MATERIAL FOR THIS EXERCISE>
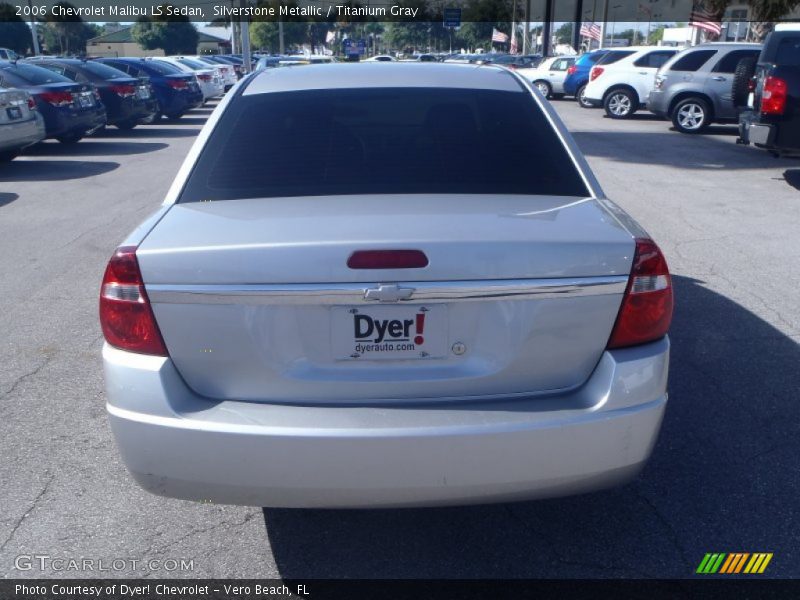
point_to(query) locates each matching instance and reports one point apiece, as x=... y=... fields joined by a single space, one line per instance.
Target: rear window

==

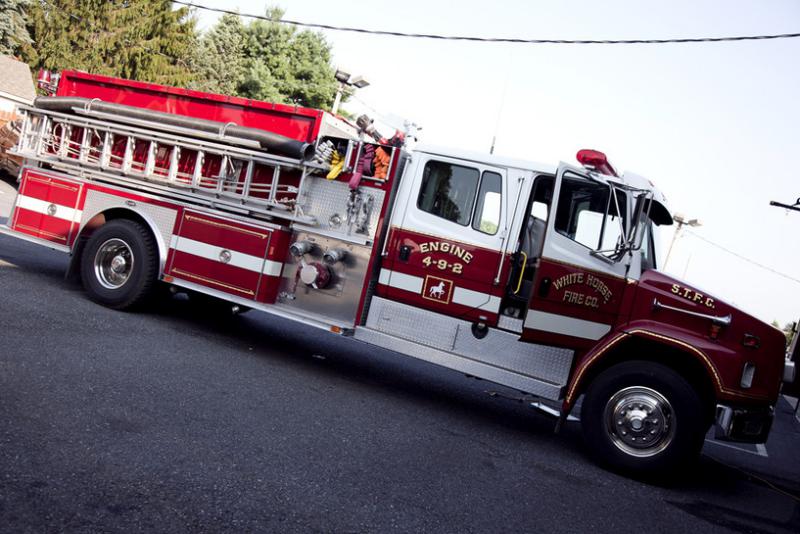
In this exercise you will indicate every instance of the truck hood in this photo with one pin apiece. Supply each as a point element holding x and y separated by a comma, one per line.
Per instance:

---

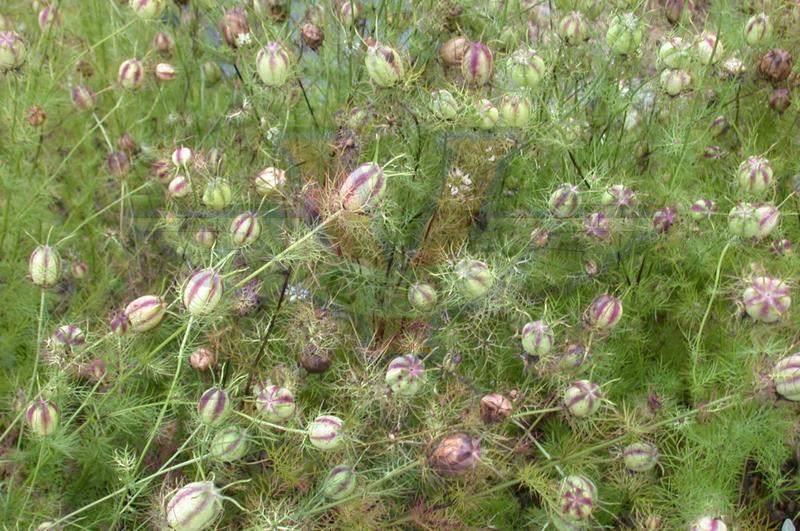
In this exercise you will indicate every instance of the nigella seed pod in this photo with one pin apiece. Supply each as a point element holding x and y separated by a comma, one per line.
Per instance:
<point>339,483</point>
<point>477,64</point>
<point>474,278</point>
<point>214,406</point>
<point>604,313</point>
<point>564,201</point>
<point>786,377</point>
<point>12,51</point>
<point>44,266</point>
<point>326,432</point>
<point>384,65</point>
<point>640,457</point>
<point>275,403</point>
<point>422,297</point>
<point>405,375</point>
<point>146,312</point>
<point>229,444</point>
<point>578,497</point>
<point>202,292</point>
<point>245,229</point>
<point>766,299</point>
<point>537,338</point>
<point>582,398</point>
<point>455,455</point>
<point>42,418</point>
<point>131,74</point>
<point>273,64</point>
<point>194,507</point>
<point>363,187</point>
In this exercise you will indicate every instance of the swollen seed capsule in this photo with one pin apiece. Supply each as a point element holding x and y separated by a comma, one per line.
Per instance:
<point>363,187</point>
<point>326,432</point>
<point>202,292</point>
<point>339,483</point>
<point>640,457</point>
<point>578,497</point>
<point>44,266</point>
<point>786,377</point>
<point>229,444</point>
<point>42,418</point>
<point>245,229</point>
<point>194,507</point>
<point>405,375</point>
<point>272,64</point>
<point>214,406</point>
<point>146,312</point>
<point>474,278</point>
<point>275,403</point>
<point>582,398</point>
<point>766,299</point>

WHAT TO DO> Rewrite the lines above, starting with the line containing "point_to(query) locates each" and going on through the line containing "Target: rear window", with "rear window" replaced by "windshield" and everything else left unchanged. Give only those lines.

EXERCISE RESPONSE>
point_to(query) locates each matching instance and reports one point apiece, as x=... y=... fields joined by a single space, one line per instance.
Target: windshield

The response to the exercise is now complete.